What you have to do.
Every line of the records below from the line with "Identify the boy" up to and including the line with "Identify the yellow winter" must be reproduced exactly, and no line outside that range.

Source data.
※

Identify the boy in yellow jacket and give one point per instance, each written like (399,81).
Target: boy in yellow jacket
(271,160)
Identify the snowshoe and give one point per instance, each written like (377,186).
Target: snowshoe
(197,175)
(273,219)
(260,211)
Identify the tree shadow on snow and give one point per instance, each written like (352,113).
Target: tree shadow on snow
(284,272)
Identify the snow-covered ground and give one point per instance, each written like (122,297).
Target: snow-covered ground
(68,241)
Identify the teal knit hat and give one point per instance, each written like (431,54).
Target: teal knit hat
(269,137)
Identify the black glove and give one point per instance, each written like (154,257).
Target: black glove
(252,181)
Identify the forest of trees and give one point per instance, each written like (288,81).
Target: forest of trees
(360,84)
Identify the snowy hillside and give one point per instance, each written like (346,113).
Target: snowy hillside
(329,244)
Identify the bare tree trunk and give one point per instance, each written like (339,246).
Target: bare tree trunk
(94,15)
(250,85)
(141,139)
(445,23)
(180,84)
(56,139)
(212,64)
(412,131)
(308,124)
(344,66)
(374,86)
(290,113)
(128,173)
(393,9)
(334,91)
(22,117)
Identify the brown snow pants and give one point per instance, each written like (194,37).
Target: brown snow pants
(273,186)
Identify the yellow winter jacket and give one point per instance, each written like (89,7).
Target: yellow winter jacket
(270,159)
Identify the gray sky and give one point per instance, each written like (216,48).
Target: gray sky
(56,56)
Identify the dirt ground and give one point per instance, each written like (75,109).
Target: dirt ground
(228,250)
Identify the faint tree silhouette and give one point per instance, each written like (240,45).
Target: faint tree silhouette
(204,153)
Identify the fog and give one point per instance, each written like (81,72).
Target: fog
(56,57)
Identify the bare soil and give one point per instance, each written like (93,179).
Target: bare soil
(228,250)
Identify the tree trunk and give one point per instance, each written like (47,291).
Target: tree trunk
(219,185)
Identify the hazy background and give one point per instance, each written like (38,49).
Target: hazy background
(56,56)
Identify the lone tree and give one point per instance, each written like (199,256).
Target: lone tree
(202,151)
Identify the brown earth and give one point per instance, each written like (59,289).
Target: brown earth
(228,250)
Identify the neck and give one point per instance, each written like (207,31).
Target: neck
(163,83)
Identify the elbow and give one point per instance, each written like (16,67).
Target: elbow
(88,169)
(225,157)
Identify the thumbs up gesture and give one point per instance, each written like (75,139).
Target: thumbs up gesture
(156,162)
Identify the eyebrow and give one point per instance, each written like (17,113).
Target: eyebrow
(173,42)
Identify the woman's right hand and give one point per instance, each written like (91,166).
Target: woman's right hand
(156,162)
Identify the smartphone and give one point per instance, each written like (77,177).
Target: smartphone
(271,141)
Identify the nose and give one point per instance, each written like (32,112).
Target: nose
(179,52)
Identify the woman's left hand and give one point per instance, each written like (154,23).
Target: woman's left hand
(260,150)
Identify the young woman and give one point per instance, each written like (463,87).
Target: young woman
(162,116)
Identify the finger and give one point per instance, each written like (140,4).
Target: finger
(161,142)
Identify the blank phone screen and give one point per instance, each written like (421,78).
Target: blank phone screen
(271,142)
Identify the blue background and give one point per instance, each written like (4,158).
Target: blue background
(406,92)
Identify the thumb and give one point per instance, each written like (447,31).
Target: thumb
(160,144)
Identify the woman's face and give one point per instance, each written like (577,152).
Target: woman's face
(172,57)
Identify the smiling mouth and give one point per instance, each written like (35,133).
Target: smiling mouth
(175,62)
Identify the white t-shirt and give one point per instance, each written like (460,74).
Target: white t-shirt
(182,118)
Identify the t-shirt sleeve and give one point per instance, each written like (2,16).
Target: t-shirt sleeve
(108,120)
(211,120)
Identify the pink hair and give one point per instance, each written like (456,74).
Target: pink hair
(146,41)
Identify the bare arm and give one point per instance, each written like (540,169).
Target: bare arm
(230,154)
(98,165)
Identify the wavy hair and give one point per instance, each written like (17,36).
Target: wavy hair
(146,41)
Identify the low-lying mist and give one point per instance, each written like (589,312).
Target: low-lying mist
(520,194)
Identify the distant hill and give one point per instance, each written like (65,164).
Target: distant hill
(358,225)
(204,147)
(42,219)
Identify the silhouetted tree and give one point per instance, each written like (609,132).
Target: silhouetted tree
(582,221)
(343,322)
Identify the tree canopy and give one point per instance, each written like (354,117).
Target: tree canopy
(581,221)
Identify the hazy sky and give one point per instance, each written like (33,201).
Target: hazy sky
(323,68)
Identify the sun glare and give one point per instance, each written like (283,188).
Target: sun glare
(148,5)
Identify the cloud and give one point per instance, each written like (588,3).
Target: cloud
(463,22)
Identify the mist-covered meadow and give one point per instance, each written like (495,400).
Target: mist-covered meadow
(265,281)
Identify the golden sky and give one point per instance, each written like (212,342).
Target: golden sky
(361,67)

※

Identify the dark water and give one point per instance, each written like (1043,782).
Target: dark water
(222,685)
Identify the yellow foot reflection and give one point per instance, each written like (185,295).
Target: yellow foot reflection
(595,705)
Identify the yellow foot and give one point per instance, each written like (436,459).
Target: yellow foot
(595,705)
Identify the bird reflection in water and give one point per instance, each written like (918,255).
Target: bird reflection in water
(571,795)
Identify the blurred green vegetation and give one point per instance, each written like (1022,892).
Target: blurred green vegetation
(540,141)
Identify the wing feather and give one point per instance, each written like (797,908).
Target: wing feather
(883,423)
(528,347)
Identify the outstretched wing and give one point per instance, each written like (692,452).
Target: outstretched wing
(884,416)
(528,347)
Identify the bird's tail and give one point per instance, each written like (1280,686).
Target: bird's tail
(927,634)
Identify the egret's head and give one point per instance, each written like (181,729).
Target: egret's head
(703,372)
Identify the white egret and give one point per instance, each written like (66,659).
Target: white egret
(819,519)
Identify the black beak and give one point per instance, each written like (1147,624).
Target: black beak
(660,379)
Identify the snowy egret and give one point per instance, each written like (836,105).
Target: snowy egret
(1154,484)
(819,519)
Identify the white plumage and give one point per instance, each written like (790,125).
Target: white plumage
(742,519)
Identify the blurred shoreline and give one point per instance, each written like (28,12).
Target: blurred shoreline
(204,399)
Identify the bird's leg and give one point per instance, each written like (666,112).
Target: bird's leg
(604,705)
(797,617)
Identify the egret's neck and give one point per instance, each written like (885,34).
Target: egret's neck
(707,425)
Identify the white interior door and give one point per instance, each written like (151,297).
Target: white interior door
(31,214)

※

Output below.
Identify the boy in yellow jacket and give one point per instance, each written like (399,81).
Target: boy in yellow jacket
(271,160)
Identify the snowshoe and give one point per instance, each written like (377,186).
Target: snowshoe
(197,175)
(273,219)
(260,211)
Identify the tree shadow on snow and give one point per instance, each written like (352,113).
Target: tree shadow on snow
(284,272)
Identify the snow-covered ground and give one point per instance, each written like (122,297).
Target: snow-covered ground
(68,241)
Identify the teal knit hat and give one point per instance, each written like (431,54).
Target: teal knit hat
(269,137)
Identify the black glove and give one point per instance, each written like (154,257).
Target: black glove
(252,181)
Identify the forest of trees and give one point per instance, each written like (288,81).
Target: forest of trees
(360,84)
Identify the snowy hillside and give one point per instance, each written like (346,113).
Target: snowy hillside
(329,244)
Identify the bare tree trunk and give one point per instance, each written like (339,246).
Target: bare tree trunk
(94,15)
(250,85)
(141,139)
(445,23)
(180,84)
(56,139)
(212,64)
(412,131)
(308,124)
(344,66)
(374,86)
(290,113)
(128,173)
(393,9)
(334,91)
(22,117)
Identify the brown snow pants and give one point per instance, each written like (194,37).
Target: brown snow pants
(273,186)
Identify the yellow winter jacket and give one point per instance, each written like (89,7).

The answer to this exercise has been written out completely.